◆ GOAL OF THE EXERCISE ◆
Give only the number of lines in the data that contain the word "below".
── RECORDS ──
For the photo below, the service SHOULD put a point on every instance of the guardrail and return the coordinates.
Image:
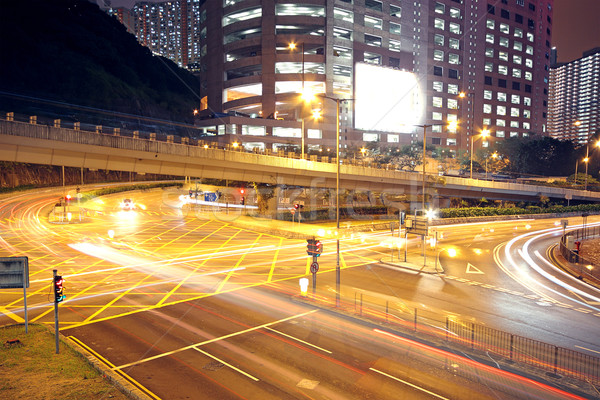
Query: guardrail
(586, 268)
(546, 357)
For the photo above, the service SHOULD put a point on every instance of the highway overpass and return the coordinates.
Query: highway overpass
(41, 144)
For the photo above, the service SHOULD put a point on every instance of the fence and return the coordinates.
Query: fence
(549, 358)
(586, 268)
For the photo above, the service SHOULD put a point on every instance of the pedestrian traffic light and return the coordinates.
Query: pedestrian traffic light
(58, 289)
(314, 247)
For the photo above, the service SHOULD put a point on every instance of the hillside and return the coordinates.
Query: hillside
(70, 51)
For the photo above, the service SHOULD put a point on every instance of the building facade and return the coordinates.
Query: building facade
(574, 103)
(496, 52)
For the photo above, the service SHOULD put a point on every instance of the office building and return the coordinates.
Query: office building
(574, 103)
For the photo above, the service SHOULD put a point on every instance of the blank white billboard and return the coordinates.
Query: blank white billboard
(385, 99)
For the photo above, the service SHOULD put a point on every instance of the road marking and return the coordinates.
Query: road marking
(193, 346)
(585, 348)
(226, 363)
(471, 269)
(298, 340)
(409, 384)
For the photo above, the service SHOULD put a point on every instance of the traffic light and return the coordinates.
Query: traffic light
(58, 289)
(314, 247)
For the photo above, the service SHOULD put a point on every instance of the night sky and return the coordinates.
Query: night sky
(576, 25)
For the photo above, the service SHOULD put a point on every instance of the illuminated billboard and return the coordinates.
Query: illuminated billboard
(386, 99)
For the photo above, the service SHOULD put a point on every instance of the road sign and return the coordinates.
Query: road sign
(210, 196)
(417, 225)
(314, 267)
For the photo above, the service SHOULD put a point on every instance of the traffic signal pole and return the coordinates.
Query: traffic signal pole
(55, 311)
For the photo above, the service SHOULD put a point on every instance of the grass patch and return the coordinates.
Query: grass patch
(32, 370)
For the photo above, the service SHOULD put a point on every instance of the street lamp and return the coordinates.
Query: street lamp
(484, 133)
(338, 101)
(424, 149)
(316, 115)
(471, 109)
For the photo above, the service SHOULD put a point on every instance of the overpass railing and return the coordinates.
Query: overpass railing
(489, 342)
(199, 149)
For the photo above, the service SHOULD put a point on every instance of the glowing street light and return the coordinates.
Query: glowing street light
(484, 133)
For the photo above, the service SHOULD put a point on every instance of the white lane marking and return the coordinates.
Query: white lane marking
(471, 269)
(409, 384)
(225, 363)
(298, 340)
(585, 348)
(193, 346)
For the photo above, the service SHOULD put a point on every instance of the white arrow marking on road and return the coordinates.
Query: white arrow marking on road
(471, 269)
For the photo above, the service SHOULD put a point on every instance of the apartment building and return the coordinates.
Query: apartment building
(574, 102)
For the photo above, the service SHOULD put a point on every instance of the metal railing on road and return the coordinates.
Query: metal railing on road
(546, 357)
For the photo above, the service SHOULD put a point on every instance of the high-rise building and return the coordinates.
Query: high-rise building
(574, 103)
(497, 52)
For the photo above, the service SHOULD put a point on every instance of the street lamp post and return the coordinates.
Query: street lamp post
(337, 195)
(424, 150)
(484, 133)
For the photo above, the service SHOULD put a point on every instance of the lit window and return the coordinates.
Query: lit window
(454, 28)
(395, 45)
(342, 33)
(344, 15)
(372, 22)
(372, 40)
(372, 58)
(518, 32)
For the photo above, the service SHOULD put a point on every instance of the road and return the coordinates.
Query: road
(187, 305)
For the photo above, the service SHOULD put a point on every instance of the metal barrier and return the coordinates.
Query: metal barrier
(586, 268)
(548, 358)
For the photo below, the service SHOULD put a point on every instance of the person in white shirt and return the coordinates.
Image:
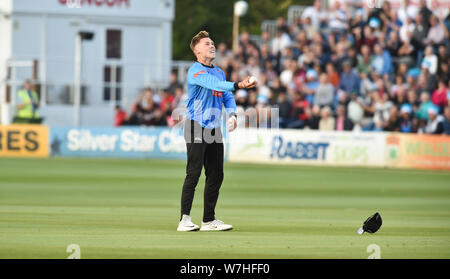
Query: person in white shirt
(280, 42)
(430, 60)
(315, 13)
(407, 10)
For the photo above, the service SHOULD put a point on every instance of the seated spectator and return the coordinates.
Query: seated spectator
(325, 92)
(435, 124)
(439, 96)
(430, 60)
(364, 60)
(284, 109)
(315, 13)
(349, 80)
(436, 33)
(425, 104)
(313, 117)
(446, 122)
(299, 116)
(426, 82)
(333, 76)
(382, 111)
(382, 62)
(326, 122)
(342, 122)
(406, 123)
(311, 85)
(413, 101)
(174, 83)
(393, 122)
(355, 109)
(120, 116)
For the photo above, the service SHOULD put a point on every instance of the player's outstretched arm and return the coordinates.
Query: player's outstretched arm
(206, 80)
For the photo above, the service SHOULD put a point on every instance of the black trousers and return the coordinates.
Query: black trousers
(204, 149)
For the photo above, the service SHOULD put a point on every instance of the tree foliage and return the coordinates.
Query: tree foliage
(216, 17)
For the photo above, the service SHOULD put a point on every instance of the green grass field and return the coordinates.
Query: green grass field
(118, 208)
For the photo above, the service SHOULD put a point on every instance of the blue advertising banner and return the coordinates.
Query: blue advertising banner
(125, 142)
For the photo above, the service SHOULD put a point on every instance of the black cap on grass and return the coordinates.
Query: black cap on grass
(372, 224)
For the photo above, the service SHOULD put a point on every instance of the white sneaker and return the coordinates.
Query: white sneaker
(186, 224)
(215, 225)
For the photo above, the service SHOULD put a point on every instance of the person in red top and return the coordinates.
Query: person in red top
(439, 96)
(120, 116)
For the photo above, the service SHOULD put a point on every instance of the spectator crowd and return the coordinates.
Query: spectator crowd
(348, 67)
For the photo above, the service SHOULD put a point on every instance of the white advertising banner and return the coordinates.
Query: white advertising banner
(307, 147)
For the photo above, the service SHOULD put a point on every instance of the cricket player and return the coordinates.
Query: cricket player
(208, 91)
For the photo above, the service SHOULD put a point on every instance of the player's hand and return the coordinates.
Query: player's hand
(246, 84)
(232, 123)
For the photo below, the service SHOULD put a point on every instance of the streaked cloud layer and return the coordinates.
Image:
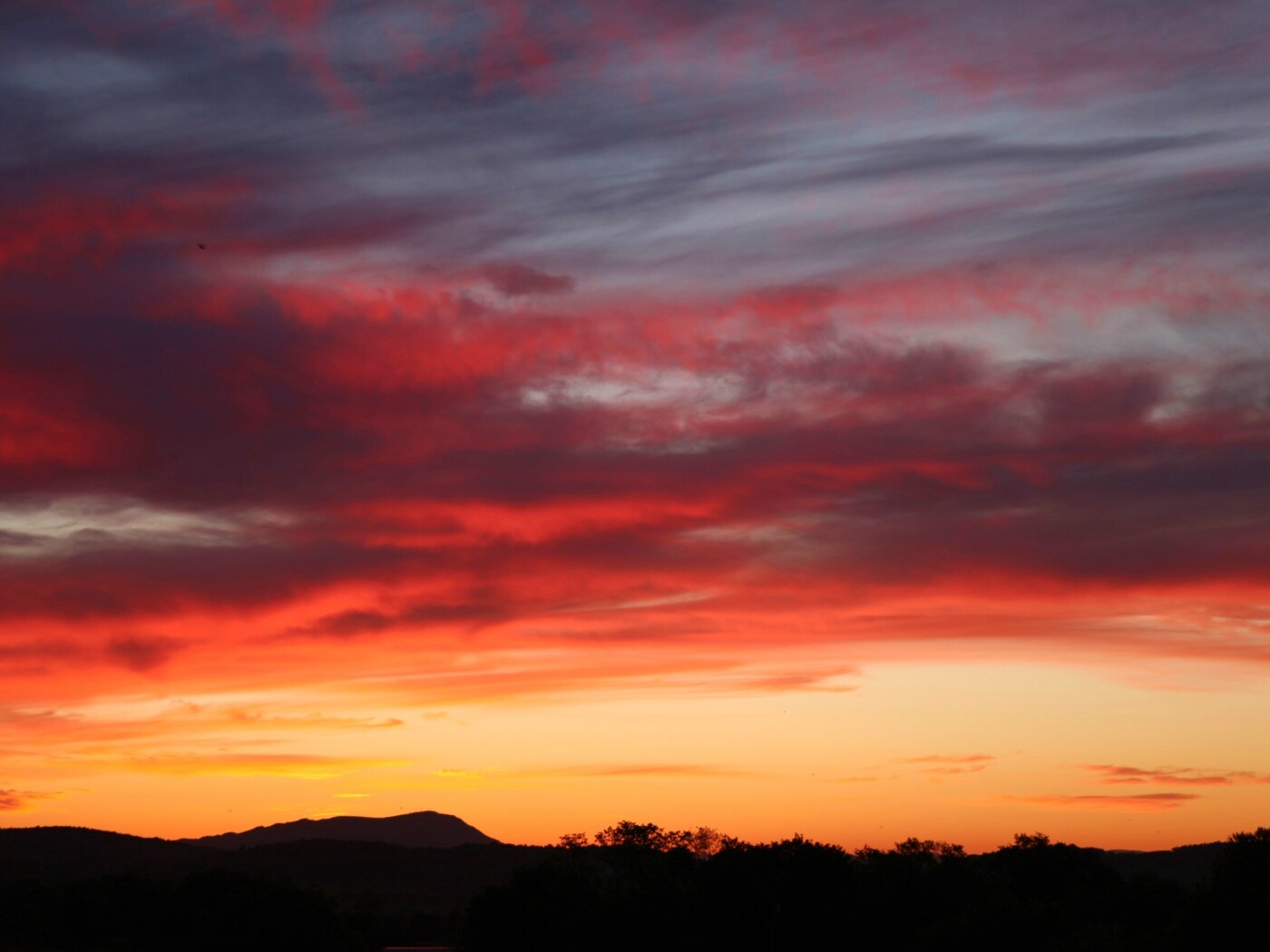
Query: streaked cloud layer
(364, 364)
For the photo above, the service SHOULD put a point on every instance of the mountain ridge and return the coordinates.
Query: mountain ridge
(419, 829)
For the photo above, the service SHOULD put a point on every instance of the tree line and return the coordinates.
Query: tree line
(639, 886)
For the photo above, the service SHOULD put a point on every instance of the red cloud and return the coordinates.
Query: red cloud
(1181, 776)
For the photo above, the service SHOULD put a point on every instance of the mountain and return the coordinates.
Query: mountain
(57, 852)
(422, 829)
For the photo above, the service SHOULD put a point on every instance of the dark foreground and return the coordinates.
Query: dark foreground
(70, 890)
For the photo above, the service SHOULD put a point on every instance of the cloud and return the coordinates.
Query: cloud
(521, 281)
(1133, 802)
(142, 653)
(1177, 776)
(247, 764)
(952, 764)
(22, 799)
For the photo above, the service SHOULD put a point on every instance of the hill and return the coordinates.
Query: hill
(425, 829)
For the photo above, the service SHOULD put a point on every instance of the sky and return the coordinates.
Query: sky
(846, 418)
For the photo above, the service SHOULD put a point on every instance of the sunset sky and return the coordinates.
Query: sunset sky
(835, 416)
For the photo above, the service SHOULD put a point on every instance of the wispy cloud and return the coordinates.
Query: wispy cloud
(1175, 776)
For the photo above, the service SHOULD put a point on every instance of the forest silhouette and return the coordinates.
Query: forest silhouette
(631, 886)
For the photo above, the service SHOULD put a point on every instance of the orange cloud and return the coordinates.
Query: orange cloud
(1184, 776)
(1143, 802)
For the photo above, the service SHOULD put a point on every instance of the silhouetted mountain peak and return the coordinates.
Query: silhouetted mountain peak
(425, 828)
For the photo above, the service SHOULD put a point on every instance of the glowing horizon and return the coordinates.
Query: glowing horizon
(850, 419)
───
◆ TASK RESULT ◆
3